■ Action item ■
Scan the data below and report how many lines include the word "dune". Nothing else is wanted.

■ The data ■
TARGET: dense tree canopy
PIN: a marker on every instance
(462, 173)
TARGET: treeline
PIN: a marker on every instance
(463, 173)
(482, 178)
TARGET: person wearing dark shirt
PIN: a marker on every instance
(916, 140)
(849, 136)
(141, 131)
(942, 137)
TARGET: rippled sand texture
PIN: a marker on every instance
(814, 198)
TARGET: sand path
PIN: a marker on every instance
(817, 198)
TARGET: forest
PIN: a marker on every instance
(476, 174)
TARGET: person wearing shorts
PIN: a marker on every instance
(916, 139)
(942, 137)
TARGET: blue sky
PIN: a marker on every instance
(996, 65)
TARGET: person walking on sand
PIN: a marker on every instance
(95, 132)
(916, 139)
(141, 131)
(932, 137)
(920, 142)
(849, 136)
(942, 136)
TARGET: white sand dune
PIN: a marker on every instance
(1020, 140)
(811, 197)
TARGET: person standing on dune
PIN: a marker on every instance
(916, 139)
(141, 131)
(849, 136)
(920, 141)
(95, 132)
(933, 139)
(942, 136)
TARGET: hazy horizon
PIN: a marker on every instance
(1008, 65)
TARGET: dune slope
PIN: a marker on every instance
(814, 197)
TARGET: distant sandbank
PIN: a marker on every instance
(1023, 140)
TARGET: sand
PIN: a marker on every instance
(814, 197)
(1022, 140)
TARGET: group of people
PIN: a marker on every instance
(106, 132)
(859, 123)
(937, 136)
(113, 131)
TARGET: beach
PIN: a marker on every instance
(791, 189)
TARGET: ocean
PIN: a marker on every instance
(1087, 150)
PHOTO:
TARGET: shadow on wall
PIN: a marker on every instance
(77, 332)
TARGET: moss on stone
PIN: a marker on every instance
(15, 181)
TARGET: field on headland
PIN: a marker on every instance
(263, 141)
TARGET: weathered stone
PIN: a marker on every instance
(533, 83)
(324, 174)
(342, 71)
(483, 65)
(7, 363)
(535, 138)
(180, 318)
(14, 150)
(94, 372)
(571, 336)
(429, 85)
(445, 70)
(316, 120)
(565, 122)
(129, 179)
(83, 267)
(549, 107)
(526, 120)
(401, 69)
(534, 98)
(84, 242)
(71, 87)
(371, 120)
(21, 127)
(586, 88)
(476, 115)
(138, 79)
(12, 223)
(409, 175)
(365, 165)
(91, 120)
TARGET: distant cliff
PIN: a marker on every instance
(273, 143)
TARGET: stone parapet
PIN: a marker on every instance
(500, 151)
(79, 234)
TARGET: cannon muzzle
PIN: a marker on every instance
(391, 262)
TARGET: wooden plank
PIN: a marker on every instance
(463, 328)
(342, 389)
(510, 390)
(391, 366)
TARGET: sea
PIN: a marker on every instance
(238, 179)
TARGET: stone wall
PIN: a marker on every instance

■ Answer box ■
3